Using the records below, output the stretch that opens with the line containing "Practice. Find the moss" and closes with the line containing "Target: fallen bark piece", exactly and including both lines, with nothing more.

##### DATASET EXCERPTS #####

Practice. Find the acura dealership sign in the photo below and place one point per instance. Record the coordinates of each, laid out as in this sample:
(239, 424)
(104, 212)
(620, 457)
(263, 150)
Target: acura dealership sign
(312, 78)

#####
##### DATASET EXCERPTS #####

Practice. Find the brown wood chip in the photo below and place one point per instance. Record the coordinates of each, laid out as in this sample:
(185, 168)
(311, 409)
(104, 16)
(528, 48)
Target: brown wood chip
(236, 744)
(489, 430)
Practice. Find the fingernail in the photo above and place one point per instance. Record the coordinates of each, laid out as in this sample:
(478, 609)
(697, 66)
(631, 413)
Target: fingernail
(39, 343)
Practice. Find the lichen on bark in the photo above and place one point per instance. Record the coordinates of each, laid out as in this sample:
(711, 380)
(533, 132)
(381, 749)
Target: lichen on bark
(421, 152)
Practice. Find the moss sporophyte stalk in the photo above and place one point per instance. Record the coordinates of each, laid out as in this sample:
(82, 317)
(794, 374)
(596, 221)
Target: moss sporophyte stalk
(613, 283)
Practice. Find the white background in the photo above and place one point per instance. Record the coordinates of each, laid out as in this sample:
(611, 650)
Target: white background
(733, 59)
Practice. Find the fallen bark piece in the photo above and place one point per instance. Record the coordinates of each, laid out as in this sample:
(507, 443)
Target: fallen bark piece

#####

EXERCISE RESPONSE =>
Practice. Find the moss sporophyte stalk in the photo above and place one point per instance. Record the coordinates of each, laid out as in this sample:
(82, 317)
(794, 374)
(596, 221)
Target: moss sporophyte stalk
(613, 283)
Practice. Find the white background in the photo above and place one point per instance. Record the coordinates of each, laid out as in this sample:
(611, 650)
Target: white background
(733, 59)
Practice. Find the fallen bark piece in the photo above and place one point per instance. Record the coordinates of each, laid out as in this sample:
(507, 443)
Target: fallen bark piece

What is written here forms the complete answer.